- Reading text:
Friday, October 30, 2015

More "On Daria"

Two things:

1. Cross-genres:

"We'll be through the criminal justice system and home in time for Buffy." - Quinn Morgendorffer "Speedtrapped"

2. The unspoken:

JAKE [VO]: Maybe I need to stop blaming dad for my problems and concentrate on being the best father I can. Really reach out to my little girl who always looks so lonely and tell her, "I'm here for you. I always will be."

JAKE: You know the peanut really is a second class nut. Now cashews - those are what the big guys eat. The CEOs.

DARIA [VO]: I don't care if he's afraid of heights, but he's afraid to be afraid. That's what's so heartbreaking. He's my father; shouldn't I let down the barricades for once and tell him I think he's my hero?

DARIA: How did a solid gold fish get in here? Weird.

"Of Human Bonding" S04E07.


Captain's Log
[Pause] Supplemental

Also this from BuzzFeed: This Is What The Cast Of “Daria” Looks Like Now

Wednesday, October 21, 2015

The Bottle Imp

Listening to an adaptation of "The Bottle Imp" by "Favorite Story" from 28 October 1947 via Basically, there's a wish granting imp in a bottle, if you buy it, you have to sell it on for less than you bought it for and if you sell it for more, the bottle comes back to you - and - here's the catch - if you have it when you die, you're consigned to Hell. The Wikipedia article about the Robert Louis Stevenson story (here) states that there are a number of resolutions to 'The Bottle Paradox' exists, one of which is employed in the ending of the story. But - what if - working in the framework of the story (i.e. believing that imps and Hell and bottles exist) can't you just wish yourself to go to Heaven when you die? Doesn't that break the paradox too?

- Supplied material:
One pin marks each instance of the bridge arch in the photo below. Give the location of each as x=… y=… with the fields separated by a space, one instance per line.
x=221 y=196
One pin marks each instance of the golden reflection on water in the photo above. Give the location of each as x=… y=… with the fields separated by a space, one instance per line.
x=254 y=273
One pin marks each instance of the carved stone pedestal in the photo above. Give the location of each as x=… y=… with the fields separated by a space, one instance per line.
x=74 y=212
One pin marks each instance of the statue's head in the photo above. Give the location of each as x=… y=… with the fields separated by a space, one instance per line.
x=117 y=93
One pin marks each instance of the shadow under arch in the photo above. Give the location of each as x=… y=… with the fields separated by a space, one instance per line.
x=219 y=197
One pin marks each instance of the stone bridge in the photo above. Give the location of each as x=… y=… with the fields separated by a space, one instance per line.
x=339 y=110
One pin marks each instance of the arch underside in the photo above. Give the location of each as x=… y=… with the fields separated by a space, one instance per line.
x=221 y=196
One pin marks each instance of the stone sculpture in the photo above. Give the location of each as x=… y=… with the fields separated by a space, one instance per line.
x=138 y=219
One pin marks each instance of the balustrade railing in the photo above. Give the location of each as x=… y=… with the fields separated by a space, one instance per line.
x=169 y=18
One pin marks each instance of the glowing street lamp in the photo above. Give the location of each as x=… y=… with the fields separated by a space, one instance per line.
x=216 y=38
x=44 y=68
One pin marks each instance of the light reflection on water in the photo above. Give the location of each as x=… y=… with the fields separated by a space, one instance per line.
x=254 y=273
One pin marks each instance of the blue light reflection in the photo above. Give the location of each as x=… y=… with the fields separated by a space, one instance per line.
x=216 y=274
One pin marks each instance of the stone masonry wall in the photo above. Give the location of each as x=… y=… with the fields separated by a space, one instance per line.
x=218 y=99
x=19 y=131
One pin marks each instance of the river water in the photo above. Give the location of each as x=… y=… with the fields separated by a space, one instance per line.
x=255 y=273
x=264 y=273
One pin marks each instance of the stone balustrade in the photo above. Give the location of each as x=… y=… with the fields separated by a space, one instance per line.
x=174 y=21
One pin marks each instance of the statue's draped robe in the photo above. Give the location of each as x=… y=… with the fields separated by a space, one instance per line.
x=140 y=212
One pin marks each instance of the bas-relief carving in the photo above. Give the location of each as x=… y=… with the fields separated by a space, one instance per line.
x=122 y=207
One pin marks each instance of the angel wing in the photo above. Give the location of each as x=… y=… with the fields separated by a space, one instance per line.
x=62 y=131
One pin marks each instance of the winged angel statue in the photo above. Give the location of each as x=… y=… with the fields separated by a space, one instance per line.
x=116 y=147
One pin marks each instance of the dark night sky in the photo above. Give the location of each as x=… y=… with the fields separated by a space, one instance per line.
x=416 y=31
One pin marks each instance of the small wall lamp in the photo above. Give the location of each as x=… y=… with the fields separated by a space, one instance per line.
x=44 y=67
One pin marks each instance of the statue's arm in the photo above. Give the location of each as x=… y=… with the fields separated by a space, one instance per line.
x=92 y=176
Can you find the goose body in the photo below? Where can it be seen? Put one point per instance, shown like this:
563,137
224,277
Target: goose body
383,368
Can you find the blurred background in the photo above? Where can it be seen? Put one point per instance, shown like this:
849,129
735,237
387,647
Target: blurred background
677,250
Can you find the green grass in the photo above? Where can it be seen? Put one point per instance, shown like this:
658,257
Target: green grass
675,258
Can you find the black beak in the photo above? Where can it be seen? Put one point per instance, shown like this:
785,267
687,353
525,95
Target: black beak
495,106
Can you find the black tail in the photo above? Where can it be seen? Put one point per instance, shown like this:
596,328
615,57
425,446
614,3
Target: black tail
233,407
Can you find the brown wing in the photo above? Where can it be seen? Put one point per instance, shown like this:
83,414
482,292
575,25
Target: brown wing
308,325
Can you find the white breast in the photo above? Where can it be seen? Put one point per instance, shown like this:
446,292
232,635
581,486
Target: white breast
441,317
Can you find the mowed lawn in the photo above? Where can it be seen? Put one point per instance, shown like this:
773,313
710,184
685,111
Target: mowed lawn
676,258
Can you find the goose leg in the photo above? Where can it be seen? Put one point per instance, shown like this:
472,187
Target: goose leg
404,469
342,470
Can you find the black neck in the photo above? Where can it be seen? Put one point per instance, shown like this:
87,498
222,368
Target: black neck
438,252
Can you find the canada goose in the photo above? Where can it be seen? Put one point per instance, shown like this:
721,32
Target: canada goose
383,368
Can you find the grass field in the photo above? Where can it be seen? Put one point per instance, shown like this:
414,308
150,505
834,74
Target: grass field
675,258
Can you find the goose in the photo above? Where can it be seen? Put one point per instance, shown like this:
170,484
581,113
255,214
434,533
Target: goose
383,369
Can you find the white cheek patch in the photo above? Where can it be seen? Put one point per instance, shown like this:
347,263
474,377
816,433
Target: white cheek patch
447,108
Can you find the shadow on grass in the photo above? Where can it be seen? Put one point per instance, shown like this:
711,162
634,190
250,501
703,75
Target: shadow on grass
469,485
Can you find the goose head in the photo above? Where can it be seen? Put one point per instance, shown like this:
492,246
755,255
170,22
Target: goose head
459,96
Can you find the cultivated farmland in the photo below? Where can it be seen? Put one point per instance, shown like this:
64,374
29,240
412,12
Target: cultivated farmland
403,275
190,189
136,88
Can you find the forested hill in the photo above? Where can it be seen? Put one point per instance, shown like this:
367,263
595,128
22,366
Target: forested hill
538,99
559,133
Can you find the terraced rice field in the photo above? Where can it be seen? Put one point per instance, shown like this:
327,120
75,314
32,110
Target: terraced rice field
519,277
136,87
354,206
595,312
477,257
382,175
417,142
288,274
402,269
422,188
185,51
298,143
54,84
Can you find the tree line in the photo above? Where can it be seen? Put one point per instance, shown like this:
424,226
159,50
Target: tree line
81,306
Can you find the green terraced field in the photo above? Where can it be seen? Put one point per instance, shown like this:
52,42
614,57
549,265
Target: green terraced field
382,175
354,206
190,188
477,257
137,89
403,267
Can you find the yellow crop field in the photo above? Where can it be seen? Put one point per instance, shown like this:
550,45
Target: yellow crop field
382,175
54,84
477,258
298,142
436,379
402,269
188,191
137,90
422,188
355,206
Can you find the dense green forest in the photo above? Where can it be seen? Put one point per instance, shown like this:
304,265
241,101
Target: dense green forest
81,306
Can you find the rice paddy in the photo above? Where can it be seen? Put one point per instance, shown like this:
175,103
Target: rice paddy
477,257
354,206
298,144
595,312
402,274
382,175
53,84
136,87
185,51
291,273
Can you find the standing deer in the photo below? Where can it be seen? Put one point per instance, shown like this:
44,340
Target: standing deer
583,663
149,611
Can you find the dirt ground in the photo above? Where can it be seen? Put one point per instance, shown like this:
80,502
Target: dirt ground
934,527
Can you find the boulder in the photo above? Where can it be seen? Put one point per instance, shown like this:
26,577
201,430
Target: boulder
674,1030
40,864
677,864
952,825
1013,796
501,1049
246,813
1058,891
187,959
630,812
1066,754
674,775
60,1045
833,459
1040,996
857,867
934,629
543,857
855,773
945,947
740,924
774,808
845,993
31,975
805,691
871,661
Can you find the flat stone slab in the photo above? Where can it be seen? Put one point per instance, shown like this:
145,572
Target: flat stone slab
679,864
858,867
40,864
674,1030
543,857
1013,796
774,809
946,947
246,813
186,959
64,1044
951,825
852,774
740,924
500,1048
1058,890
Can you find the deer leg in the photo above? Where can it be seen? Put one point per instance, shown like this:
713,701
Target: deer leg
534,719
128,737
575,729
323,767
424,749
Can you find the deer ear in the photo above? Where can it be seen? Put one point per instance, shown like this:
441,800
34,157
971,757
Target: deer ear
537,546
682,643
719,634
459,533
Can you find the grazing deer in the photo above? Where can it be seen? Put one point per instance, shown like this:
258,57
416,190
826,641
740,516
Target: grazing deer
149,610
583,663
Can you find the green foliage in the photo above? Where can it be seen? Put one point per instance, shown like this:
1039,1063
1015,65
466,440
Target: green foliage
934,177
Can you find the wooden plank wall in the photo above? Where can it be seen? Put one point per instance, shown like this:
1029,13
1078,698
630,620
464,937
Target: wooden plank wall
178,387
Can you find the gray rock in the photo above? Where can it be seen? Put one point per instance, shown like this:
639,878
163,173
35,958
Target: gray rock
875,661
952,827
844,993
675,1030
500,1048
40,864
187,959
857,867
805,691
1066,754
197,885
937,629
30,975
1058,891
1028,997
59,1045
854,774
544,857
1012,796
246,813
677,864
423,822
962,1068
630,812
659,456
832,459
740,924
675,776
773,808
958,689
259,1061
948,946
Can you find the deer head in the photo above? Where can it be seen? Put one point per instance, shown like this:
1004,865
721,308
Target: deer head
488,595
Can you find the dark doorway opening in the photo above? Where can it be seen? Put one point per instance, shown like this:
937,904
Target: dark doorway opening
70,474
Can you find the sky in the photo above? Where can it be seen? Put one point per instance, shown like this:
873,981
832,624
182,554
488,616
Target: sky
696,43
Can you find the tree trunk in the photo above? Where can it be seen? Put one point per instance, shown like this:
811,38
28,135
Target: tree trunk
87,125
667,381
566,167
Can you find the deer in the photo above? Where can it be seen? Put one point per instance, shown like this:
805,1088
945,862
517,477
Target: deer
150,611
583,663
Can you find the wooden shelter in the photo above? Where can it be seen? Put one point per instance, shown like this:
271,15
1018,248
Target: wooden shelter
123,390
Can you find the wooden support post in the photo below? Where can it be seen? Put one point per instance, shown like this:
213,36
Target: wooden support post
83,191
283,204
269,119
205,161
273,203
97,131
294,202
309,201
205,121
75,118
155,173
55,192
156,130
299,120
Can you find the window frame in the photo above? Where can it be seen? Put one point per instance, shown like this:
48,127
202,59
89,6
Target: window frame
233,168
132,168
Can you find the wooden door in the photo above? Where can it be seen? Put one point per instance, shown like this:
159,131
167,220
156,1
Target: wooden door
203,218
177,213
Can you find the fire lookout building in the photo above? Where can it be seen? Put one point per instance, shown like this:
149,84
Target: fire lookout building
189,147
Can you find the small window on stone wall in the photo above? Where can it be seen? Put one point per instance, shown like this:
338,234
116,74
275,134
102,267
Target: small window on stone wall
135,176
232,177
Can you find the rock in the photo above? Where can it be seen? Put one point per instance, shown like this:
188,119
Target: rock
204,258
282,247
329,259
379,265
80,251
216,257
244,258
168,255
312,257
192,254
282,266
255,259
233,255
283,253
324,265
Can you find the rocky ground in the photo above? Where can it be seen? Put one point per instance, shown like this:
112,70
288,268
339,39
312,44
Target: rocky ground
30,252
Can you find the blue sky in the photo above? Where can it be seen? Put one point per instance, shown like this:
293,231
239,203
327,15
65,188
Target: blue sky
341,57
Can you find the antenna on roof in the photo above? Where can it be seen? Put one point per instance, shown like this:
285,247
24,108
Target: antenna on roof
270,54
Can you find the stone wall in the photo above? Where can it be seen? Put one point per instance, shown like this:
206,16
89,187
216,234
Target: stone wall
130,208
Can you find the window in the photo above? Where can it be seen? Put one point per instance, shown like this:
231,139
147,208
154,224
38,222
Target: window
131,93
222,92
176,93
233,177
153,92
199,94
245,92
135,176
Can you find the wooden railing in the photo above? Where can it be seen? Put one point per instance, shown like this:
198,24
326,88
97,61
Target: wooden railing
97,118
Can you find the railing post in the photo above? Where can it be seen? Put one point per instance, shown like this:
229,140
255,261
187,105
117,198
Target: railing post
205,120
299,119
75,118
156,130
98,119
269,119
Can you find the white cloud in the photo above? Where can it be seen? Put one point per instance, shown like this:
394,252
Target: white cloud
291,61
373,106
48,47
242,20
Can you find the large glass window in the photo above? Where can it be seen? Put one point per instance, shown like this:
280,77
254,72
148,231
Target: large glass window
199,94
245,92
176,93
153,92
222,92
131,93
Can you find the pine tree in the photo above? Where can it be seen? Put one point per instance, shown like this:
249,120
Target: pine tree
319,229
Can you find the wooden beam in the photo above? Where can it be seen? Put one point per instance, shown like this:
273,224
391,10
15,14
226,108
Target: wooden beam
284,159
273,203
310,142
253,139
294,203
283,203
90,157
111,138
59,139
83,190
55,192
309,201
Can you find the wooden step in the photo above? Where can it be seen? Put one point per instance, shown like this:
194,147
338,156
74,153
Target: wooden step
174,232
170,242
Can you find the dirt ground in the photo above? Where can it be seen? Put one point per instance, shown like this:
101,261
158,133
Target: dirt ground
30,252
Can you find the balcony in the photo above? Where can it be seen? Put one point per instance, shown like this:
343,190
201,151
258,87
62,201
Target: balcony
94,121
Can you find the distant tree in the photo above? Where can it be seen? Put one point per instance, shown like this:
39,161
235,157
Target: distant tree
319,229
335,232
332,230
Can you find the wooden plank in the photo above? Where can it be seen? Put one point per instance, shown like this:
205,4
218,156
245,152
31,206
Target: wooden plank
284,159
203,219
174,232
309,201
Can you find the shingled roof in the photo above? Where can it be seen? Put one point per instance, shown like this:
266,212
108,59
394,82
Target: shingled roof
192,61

- Your instructions:
Retype the part of the blog text starting with "DARIA [VO]: I" and going on through "he's my hero?".

- Answer below:
DARIA [VO]: I don't care if he's afraid of heights, but he's afraid to be afraid. That's what's so heartbreaking. He's my father; shouldn't I let down the barricades for once and tell him I think he's my hero?